(What is expected) Reproduce the material from the line containing "Where can the blue" through the end of the material, both ends included, keeping the requests unchanged. Multiply every coordinate in the answers by 1.3 and round each result to the nearest whole number, with halves rounded up.

(Entries from a pointing dataset)

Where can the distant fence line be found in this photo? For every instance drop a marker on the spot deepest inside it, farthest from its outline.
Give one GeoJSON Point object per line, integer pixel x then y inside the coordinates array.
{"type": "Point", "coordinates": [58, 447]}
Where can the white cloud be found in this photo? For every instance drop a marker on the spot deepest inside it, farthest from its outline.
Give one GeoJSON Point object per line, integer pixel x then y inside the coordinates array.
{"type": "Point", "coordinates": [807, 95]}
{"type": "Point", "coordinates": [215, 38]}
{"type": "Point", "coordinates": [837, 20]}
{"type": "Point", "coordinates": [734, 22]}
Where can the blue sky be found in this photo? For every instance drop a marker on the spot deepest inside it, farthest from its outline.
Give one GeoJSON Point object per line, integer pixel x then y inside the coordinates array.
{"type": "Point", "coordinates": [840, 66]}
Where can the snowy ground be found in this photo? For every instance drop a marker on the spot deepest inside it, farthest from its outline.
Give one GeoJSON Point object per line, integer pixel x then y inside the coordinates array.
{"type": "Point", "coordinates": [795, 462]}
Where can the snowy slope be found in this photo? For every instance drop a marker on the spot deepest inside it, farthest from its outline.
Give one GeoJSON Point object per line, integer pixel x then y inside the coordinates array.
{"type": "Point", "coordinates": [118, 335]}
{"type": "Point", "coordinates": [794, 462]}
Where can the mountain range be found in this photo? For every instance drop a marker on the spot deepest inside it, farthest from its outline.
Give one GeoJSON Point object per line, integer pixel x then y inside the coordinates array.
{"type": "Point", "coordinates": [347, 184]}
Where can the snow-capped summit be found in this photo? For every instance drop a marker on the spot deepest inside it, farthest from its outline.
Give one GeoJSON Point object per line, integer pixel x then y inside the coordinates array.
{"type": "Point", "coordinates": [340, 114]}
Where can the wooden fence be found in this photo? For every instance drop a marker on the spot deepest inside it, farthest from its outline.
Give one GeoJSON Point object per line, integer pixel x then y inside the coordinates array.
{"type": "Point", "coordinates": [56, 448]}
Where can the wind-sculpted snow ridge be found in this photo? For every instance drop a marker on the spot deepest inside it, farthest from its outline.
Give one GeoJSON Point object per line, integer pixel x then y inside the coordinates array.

(Finished task)
Where can the blue sky be found in this photo? For every instance drop a marker on the spot deepest inside it, farthest from its outline.
Give one GeoJSON Point object per line, integer pixel x then y inside the coordinates array.
{"type": "Point", "coordinates": [1092, 86]}
Where can the snowy ground be found in this photo? For every instance drop a marker on the spot deepest inside it, farthest from its outline.
Give one GeoJSON Point object per line, integer pixel x then y inside the coordinates array.
{"type": "Point", "coordinates": [1034, 601]}
Where can the snowy slope be found in this photo? For every instance drop a marker on the spot deepest inside it, farthest from its outline.
Give one GeoJSON Point object per line, integer pixel x then y inside the coordinates array.
{"type": "Point", "coordinates": [153, 436]}
{"type": "Point", "coordinates": [1032, 601]}
Where can the mountain range be found in this photo? For every instance drop a marker on the spot deepest inside it, farthest from its outline.
Give one GeoJSON Point object per line, integer pixel x then y inside the coordinates array.
{"type": "Point", "coordinates": [451, 239]}
Where can the snow-capped summit be found in this photo? For every instance drop a marker on the spot deepest inside it, farthest from its outline.
Give one GeoJSON Point object per line, integer pixel x then y inside the coordinates array.
{"type": "Point", "coordinates": [442, 148]}
Where can the wooden fence be found in this photo? For every instance drop a marker on the spot deepest inside it, farthest from its outline.
Give one GeoJSON Point object per line, integer pixel x then y inside the coordinates array.
{"type": "Point", "coordinates": [73, 582]}
Where can the wind-sculpted snow ridge be found in this photo? For every instance drop a marker on the spot deepest inside it, farthest from its outline.
Give one GeoJSON Point object per line, integer pixel x then y inside the coordinates array.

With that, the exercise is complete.